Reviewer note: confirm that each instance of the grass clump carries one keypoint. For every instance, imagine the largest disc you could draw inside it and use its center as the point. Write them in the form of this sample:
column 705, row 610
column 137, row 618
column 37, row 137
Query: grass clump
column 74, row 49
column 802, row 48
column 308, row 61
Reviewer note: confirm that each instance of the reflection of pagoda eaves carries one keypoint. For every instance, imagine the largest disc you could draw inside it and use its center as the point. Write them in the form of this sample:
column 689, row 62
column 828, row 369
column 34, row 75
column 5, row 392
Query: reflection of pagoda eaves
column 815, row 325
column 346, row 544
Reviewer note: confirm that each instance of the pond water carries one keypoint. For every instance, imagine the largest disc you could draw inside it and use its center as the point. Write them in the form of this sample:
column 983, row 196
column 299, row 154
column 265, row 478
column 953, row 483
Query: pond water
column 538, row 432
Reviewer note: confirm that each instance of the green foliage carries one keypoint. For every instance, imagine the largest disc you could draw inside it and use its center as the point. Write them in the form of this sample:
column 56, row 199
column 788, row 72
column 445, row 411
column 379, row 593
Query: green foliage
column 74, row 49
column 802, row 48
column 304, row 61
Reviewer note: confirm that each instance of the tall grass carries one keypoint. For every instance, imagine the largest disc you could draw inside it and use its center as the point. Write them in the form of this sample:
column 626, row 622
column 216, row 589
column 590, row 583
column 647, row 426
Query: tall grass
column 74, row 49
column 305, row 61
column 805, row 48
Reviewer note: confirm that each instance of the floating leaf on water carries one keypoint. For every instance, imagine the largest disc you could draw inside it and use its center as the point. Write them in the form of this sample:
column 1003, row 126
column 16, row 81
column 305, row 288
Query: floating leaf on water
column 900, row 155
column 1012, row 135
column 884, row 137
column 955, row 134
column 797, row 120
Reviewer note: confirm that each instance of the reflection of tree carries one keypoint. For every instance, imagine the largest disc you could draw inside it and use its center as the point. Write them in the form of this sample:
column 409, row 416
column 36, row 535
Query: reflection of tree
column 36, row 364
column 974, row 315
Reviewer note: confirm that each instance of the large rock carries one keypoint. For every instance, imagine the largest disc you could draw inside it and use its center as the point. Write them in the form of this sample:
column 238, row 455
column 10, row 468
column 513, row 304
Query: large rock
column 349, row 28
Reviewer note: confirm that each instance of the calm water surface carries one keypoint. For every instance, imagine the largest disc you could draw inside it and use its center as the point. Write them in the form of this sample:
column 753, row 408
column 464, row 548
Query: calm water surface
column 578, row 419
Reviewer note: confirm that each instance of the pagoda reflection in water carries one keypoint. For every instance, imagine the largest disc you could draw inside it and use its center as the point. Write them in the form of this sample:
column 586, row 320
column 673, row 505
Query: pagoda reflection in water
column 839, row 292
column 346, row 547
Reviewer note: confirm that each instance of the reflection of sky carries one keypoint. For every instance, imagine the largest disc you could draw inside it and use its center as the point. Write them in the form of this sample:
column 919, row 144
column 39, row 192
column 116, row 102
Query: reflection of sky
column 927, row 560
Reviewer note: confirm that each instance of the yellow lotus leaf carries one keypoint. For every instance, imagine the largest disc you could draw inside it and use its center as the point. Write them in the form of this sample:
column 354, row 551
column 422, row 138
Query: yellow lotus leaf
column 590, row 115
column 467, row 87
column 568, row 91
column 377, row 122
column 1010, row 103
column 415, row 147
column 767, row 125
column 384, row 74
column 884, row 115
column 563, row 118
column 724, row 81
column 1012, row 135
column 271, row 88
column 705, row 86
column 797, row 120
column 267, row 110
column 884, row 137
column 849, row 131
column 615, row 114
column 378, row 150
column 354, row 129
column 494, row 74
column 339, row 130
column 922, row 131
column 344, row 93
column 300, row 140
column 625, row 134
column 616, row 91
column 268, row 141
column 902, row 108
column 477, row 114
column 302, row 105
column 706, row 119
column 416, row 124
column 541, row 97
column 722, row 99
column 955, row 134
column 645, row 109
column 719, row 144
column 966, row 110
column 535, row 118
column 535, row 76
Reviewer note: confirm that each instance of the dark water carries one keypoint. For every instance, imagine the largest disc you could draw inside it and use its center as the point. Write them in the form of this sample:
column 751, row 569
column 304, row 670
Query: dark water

_ACTIVITY_. Show every line of the material that includes the string "dark".

_WRITTEN RESPONSE_.
Reviewer note: confirm that each instance of the dark water carries one keypoint. For every instance, imagine the largest disc you could draw inside it and use its center as the point. Write them in the form of this sample:
Query: dark water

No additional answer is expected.